## What is required:
Will you give every entry again exactly as it stands?

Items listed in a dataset
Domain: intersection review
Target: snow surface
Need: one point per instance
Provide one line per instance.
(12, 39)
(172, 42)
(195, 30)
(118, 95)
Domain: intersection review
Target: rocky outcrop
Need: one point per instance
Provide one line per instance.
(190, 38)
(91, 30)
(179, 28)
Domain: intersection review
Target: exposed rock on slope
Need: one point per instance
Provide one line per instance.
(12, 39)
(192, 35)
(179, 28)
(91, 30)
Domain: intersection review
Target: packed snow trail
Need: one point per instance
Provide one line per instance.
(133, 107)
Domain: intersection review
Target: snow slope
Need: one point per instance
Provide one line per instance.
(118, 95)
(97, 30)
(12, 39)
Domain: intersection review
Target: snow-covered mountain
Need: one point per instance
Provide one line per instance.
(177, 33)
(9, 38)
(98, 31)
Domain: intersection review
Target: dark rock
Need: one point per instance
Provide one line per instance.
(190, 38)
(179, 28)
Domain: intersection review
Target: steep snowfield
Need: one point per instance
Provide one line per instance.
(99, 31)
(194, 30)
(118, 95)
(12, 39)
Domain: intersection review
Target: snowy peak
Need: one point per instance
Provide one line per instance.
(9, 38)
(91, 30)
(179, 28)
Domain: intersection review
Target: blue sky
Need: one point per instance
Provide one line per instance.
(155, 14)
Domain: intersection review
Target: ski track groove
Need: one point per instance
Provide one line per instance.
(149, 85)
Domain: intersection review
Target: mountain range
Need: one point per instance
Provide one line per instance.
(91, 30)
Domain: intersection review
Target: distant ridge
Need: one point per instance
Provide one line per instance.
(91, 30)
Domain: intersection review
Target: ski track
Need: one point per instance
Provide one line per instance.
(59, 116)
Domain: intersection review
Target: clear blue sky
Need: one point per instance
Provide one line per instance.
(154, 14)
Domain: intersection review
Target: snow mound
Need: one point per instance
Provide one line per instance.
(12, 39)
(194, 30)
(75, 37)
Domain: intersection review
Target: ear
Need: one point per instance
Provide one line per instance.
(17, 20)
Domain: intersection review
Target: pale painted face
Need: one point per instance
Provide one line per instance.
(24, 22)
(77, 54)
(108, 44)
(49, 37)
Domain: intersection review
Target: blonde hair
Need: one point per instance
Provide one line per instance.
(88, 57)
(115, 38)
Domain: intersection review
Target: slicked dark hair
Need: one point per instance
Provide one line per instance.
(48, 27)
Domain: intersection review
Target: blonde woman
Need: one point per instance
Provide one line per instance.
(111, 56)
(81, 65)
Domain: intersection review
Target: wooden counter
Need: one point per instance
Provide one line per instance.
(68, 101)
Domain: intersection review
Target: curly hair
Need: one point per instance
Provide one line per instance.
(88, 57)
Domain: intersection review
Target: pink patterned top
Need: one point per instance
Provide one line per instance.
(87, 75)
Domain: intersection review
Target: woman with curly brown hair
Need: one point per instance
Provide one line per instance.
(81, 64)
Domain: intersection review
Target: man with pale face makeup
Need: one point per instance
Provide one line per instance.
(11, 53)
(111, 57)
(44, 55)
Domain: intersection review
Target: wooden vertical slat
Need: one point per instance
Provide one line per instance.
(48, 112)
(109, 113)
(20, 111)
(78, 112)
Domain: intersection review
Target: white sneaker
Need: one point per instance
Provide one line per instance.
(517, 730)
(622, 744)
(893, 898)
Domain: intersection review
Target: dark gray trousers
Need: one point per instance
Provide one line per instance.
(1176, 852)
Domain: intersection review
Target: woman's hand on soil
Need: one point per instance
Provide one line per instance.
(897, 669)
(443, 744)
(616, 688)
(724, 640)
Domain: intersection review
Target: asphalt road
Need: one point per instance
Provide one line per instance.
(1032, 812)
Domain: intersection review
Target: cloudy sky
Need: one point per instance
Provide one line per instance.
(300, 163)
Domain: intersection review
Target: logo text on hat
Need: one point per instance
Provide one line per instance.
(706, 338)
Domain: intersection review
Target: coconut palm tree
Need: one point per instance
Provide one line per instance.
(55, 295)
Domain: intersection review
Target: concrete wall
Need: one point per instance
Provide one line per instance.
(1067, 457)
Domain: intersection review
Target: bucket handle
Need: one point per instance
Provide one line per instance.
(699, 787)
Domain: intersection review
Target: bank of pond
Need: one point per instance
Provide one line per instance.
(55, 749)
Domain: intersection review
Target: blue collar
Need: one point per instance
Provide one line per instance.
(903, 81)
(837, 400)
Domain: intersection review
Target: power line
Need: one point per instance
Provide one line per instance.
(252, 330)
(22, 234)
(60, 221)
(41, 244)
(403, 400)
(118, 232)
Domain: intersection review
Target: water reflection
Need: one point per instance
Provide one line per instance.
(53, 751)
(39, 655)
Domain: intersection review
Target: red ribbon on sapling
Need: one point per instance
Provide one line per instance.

## Task response:
Domain: intersection review
Target: snow surface
Need: one point per instance
Provide one line per instance.
(12, 39)
(172, 42)
(195, 30)
(118, 95)
Domain: intersection review
Target: rocky outcrop
Need: one point per instance
Provide one line per instance.
(190, 38)
(91, 30)
(179, 28)
Domain: intersection review
Target: exposed rock on slope
Need: one point per instance
Provide one line per instance.
(12, 39)
(192, 35)
(179, 28)
(91, 30)
Domain: intersection review
Target: packed snow trail
Need: one point per instance
Provide one line per instance.
(133, 107)
Domain: intersection review
Target: snow slope
Need: one point per instance
Provide one line per instance.
(118, 95)
(97, 30)
(12, 39)
Domain: intersection review
Target: snow-covered mountain
Need: one point per instance
Provide one line per instance.
(177, 33)
(9, 38)
(98, 31)
Domain: intersection review
Target: dark rock
Need: one point per instance
Provide one line per instance.
(190, 38)
(179, 28)
Domain: intersection review
Target: steep snowfield
Need: one point per instance
Provide one line per instance.
(99, 31)
(194, 30)
(118, 95)
(12, 39)
Domain: intersection review
Target: snowy peak
Need: one point per instance
Provide one line per instance.
(9, 38)
(91, 30)
(179, 28)
Domain: intersection review
Target: blue sky
Need: one point per instance
Provide one line per instance.
(155, 14)
Domain: intersection review
Target: ski track groove
Need: one point per instance
Provide one line per instance.
(149, 85)
Domain: intersection review
Target: mountain range
Need: one point per instance
Provide one line per instance.
(91, 30)
Domain: intersection review
Target: distant ridge
Need: one point per instance
Provide one line per instance.
(91, 30)
Domain: intersection review
Target: ski track
Need: one point per instance
Provide one line per instance.
(59, 116)
Domain: intersection review
Target: clear blue sky
Need: one point per instance
Provide one line per instance.
(154, 14)
Domain: intersection review
Target: snow mound
Need: one point per instance
Provide one line per instance.
(12, 39)
(194, 30)
(75, 37)
Domain: intersection review
Target: ear
Need: one point per instance
Provide one line per instance.
(17, 20)
Domain: intersection review
Target: pale painted face
Need: one point per instance
Provide one line per instance.
(24, 22)
(77, 54)
(108, 44)
(49, 37)
Domain: intersection review
Target: blonde hair
Need: one point per instance
Provide one line per instance.
(88, 57)
(115, 38)
Domain: intersection review
Target: slicked dark hair
Need: one point per instance
Provide one line per instance.
(48, 27)
Domain: intersection review
Target: blonde woman
Need: one point per instance
Provide one line per instance.
(111, 56)
(81, 65)
Domain: intersection review
Target: wooden counter
Need: one point per instance
Provide one line per instance.
(68, 101)
Domain: intersection review
Target: curly hair
Need: one point per instance
Provide one line per instance.
(88, 57)
Domain: intersection review
Target: pink patterned top
Need: one point per instance
Provide one line per instance.
(87, 75)
Domain: intersection review
Target: woman with curly brown hair
Need: one point per instance
Provide one line per instance.
(81, 64)
Domain: intersection review
Target: man with pale face makeup
Need: one point per instance
Provide one line per instance.
(11, 53)
(111, 57)
(44, 55)
Domain: intersection review
Target: wooden vertical slat
Need: one point per instance
Provide one line per instance.
(48, 112)
(109, 113)
(20, 111)
(78, 112)
Domain: intersection review
Target: white sneaker
Need: one point per instance
Provide one line per instance.
(517, 730)
(622, 744)
(893, 898)
Domain: intersection review
Target: dark gray trousers
Need: one point per instance
Provide one line per instance.
(1176, 852)
Domain: intersection review
Target: woman's hand on soil
Need: one point per instance
Provide one line per instance.
(897, 669)
(443, 744)
(616, 688)
(724, 640)
Domain: intersection review
Target: asphalt road
Need: one point per instance
Provide one line per instance.
(1032, 812)
Domain: intersection review
Target: cloudy sky
Need: one point per instance
Provide one line per instance.
(300, 163)
Domain: intersection review
Target: logo text on hat
Need: one point per instance
Provide one line per instance.
(706, 338)
Domain: intersection review
Target: coconut palm tree
Need: one point per instance
Provide one line per instance.
(55, 295)
Domain: intersection review
Target: concrete wall
Need: one point per instance
Provide one line per instance.
(1067, 457)
Domain: intersection review
Target: bucket handle
Need: one point per instance
Provide one line per instance.
(699, 787)
Domain: intersection review
Target: bank of pond
Need: one point per instance
Provide one line per instance.
(55, 749)
Domain: intersection review
Target: blue collar
Need: one point per instance
Provide one line per instance.
(903, 81)
(837, 400)
Domain: intersection review
Target: power line
Need: one point per instance
Provide one line per instance.
(252, 330)
(22, 234)
(60, 221)
(41, 244)
(403, 400)
(118, 232)
Domain: intersection review
Target: water reflection
Need: one point per instance
Provide one line per instance.
(53, 751)
(39, 655)
Domain: intersection review
Target: red ribbon on sapling
Need: one point per instance
Provide one line per instance.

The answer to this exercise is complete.